WHAT NEEDS TO BE DONE: Collect every line from the items below that contains the word "carved", and copy each of those lines out in full.

begin RAW DATA

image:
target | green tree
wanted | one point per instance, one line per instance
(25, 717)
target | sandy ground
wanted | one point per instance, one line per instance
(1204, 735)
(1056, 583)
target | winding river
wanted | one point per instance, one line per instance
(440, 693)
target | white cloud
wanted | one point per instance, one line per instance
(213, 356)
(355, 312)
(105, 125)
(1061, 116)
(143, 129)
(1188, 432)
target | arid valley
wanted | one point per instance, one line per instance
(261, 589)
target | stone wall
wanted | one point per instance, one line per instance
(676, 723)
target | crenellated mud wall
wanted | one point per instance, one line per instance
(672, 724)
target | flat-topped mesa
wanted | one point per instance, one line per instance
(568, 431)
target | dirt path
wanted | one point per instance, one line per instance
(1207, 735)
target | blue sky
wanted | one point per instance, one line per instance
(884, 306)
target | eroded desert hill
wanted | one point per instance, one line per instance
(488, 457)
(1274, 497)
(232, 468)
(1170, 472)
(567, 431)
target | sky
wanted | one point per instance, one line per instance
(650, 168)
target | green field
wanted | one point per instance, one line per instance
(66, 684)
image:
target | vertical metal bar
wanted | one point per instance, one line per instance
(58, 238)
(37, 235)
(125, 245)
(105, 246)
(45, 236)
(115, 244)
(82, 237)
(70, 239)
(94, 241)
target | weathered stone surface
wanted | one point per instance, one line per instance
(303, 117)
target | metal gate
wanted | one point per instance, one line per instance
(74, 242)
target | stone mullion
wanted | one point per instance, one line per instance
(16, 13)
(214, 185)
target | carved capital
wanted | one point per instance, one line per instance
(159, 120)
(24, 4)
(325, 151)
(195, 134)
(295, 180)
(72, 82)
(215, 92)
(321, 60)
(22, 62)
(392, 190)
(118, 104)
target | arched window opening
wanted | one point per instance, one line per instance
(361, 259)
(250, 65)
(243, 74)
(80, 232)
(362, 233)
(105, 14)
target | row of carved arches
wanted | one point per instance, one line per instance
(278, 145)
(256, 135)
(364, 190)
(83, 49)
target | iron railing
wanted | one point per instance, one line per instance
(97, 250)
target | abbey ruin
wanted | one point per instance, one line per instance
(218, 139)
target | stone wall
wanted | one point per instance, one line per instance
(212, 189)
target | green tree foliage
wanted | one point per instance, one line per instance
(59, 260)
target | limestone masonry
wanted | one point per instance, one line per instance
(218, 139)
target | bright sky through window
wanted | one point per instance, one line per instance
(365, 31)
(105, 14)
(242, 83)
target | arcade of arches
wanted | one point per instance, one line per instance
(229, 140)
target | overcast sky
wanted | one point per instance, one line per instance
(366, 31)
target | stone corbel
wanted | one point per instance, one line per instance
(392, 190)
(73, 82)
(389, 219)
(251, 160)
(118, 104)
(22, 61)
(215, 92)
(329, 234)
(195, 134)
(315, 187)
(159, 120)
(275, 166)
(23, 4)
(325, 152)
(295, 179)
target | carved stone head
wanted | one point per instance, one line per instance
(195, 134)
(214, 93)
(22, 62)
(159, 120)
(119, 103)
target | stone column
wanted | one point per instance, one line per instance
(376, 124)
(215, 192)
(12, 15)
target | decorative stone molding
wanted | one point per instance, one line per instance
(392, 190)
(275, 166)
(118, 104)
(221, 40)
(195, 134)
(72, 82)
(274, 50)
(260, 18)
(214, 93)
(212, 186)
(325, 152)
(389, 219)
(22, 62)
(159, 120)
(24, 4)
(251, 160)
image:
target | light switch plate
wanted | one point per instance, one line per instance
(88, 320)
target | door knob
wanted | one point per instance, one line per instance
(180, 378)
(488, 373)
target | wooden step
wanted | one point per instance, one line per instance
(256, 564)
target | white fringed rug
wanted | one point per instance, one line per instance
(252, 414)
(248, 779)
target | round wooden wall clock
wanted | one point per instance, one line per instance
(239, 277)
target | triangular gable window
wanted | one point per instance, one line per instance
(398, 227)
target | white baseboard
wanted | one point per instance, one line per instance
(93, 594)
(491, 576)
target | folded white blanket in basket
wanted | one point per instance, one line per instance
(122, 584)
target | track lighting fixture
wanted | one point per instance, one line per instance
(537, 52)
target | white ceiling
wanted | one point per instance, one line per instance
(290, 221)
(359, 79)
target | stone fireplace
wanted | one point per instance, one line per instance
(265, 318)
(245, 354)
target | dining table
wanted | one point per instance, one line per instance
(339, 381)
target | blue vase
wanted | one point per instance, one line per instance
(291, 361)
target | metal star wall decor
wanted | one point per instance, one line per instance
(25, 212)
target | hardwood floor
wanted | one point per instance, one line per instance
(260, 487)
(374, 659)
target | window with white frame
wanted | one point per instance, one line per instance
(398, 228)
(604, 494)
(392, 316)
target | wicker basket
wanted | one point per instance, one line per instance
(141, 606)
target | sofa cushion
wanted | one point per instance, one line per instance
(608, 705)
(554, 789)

end RAW DATA
begin RAW DATA

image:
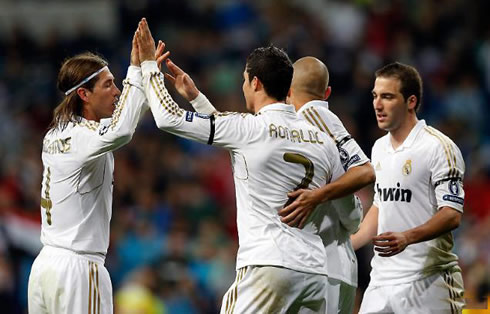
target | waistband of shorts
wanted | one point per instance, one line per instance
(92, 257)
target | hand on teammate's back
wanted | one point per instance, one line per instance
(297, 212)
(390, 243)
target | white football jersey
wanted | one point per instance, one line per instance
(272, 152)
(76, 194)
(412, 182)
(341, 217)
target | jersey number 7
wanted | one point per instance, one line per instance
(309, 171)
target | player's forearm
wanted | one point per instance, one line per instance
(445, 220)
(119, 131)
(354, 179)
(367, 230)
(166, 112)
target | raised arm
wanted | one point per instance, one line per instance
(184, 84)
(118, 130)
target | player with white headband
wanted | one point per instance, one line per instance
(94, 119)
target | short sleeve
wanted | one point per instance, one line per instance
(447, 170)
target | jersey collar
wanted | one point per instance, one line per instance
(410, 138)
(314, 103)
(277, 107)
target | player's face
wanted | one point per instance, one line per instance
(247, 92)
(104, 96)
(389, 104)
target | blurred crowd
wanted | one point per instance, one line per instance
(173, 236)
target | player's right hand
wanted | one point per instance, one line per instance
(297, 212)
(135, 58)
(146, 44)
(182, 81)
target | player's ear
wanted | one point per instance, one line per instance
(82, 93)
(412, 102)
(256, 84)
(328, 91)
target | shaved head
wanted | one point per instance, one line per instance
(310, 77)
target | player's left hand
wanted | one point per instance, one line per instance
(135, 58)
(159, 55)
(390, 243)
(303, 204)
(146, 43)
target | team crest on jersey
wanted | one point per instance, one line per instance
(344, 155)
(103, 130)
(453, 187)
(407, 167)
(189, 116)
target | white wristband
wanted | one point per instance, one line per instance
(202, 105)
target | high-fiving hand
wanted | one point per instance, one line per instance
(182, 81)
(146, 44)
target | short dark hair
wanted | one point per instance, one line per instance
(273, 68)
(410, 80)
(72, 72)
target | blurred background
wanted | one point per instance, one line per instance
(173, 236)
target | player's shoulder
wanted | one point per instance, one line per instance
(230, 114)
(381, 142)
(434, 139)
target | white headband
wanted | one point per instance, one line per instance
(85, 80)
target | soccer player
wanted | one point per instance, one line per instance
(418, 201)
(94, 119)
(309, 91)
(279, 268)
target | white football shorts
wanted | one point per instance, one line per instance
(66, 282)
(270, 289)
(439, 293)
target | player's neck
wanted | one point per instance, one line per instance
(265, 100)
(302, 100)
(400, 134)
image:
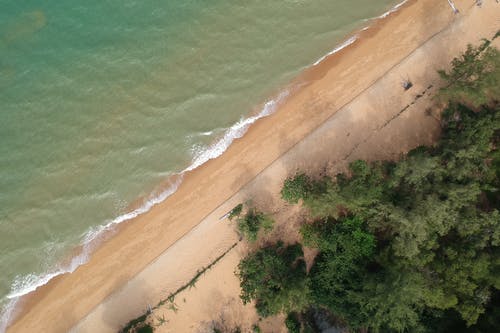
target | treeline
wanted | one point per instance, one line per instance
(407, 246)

end RAW DATA

OUTPUT BELOW:
target | carved capital
target | row of carved arches
target | carved stone head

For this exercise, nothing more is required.